STATED PROBLEM
Reproduce every one of the records below word for word, changing nothing.
————————
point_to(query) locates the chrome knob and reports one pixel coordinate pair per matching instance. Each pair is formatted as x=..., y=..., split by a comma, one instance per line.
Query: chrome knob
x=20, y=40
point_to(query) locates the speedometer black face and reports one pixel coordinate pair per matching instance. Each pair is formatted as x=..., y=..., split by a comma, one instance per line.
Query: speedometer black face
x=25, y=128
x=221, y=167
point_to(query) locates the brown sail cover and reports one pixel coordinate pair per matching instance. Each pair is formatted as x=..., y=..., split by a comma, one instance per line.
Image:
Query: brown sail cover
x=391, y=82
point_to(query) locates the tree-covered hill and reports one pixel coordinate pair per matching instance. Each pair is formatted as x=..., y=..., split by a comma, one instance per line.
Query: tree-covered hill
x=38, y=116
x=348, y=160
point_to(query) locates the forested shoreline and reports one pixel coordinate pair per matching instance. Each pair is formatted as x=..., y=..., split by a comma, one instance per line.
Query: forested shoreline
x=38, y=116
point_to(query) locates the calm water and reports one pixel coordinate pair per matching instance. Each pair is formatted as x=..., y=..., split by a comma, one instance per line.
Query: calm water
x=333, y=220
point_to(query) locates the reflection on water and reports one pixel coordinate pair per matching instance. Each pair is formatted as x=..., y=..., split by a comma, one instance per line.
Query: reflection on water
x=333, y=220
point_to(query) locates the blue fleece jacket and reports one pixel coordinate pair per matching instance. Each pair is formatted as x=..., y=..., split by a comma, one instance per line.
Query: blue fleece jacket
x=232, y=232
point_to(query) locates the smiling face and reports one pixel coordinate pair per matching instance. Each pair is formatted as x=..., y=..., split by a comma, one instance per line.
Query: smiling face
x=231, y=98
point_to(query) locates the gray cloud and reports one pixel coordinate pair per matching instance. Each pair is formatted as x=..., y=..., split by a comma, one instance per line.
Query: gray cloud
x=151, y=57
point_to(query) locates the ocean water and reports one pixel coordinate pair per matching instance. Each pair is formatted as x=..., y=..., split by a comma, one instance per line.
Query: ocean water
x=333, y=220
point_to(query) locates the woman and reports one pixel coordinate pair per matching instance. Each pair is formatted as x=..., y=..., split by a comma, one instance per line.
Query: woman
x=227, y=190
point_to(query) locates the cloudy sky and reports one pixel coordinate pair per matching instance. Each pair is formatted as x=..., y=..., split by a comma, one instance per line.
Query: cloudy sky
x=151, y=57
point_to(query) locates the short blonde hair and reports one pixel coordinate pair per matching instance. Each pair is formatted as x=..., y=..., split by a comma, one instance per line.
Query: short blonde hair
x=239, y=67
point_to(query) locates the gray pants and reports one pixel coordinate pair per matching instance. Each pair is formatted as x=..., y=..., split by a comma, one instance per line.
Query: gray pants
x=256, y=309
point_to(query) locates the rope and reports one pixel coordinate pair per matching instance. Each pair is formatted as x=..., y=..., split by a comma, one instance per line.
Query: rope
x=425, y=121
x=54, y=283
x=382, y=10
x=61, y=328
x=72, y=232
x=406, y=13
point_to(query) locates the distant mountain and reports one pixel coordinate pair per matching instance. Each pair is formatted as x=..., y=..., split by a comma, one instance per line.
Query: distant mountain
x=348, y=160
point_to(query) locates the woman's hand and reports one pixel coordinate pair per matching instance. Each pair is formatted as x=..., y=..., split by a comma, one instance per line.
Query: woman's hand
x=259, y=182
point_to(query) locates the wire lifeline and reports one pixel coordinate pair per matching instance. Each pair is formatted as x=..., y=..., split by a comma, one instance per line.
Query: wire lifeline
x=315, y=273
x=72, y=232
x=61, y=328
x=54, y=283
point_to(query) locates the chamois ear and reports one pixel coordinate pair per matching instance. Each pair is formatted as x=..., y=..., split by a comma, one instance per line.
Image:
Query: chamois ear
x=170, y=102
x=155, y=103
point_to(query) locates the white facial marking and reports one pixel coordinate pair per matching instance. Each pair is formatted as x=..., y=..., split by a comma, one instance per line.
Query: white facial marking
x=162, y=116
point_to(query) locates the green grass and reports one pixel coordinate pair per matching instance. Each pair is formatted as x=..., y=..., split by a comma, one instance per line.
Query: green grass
————————
SOLUTION TO THE EXERCISE
point_to(query) locates the chrome knob and reports one pixel coordinate pair per matching instance. Each pair is formatted as x=..., y=..., split by a comma, one instance per line.
Query: chrome knob
x=20, y=40
point_to(query) locates the speedometer black face and reports one pixel coordinate pair per matching instance. Each pair is formatted as x=..., y=..., split by a comma, one instance per line.
Query: speedometer black face
x=25, y=128
x=221, y=167
point_to(query) locates the brown sail cover and reports one pixel coordinate pair per matching instance. Each pair is formatted as x=..., y=..., split by a comma, one instance per line.
Image:
Query: brown sail cover
x=391, y=82
point_to(query) locates the tree-covered hill and reports one pixel coordinate pair per matching instance. Each pair is formatted as x=..., y=..., split by a comma, one instance per line.
Query: tree-covered hill
x=38, y=116
x=348, y=160
point_to(query) locates the forested shoreline and reports one pixel coordinate pair per matching instance. Each pair is formatted as x=..., y=..., split by a comma, one instance per line.
Query: forested shoreline
x=38, y=116
point_to(query) locates the calm water and reports one pixel coordinate pair per matching instance. Each pair is formatted as x=..., y=..., split by a comma, one instance per line.
Query: calm water
x=333, y=220
point_to(query) locates the reflection on water and reports one pixel coordinate pair per matching instance. Each pair is formatted as x=..., y=..., split by a comma, one instance per line.
Query: reflection on water
x=333, y=220
point_to(query) locates the blue fleece jacket and reports one pixel coordinate pair per matching instance. Each pair is formatted as x=..., y=..., split by a comma, one instance per line.
Query: blue fleece jacket
x=232, y=232
point_to(query) locates the smiling face and reports one pixel coordinate pair per matching instance. Each pair is formatted as x=..., y=..., split by a comma, one instance per line.
Query: smiling face
x=231, y=98
point_to(query) locates the gray cloud and reports one pixel coordinate pair per matching instance. Each pair is formatted as x=..., y=..., split by a comma, one instance per line.
Query: gray cloud
x=151, y=57
point_to(query) locates the ocean water and reports one pixel coordinate pair per matching instance. Each pair is formatted as x=..., y=..., split by a comma, one instance per line.
Query: ocean water
x=333, y=220
point_to(query) locates the woman and reports one pixel coordinate pair per matching instance. Each pair is formatted as x=..., y=..., split by a comma, one instance per line.
Query: woman
x=227, y=190
point_to(query) locates the cloudy sky and reports one pixel coordinate pair per matching instance. Each pair is formatted as x=..., y=..., split by a comma, one instance per line.
Query: cloudy sky
x=151, y=57
point_to(query) locates the short blonde hair and reports one pixel coordinate pair per matching instance. Each pair is formatted as x=..., y=..., split by a comma, one instance per line.
Query: short blonde hair
x=239, y=67
point_to(query) locates the gray pants and reports one pixel coordinate pair per matching instance. Each pair is formatted as x=..., y=..., split by a comma, one instance per line.
Query: gray pants
x=256, y=309
point_to(query) locates the rope and reports one pixel coordinate pair per matching instance. Each pair is formatted as x=..., y=..., split by a comma, one instance per line.
Query: rope
x=425, y=121
x=54, y=283
x=382, y=10
x=61, y=328
x=72, y=232
x=406, y=13
point_to(query) locates the distant mountain and reports one pixel coordinate pair per matching instance. Each pair is formatted as x=..., y=..., split by a comma, one instance per line.
Query: distant mountain
x=348, y=160
point_to(query) locates the woman's hand and reports one pixel coordinate pair per matching instance. Each pair is formatted as x=..., y=..., split by a comma, one instance per line.
Query: woman's hand
x=259, y=182
point_to(query) locates the wire lifeline and reports one pixel coordinate pair per matching instance. Each pair is formatted as x=..., y=..., split by a comma, one instance per line.
Query: wire lifeline
x=315, y=273
x=72, y=232
x=61, y=328
x=54, y=283
point_to(query) locates the chamois ear and reports one pixel coordinate pair per matching instance. Each pair is formatted as x=..., y=..., split by a comma, one instance per line.
Image:
Query: chamois ear
x=170, y=102
x=155, y=103
point_to(query) locates the white facial marking and reports one pixel coordinate pair per matching instance. Each pair is formatted as x=..., y=..., split by a comma, one instance per line.
Query: white facial marking
x=162, y=116
point_to(query) locates the green grass and reports one pixel coordinate pair per matching instance. Each pair is formatted as x=..., y=..., split by a comma, one instance per line.
Query: green grass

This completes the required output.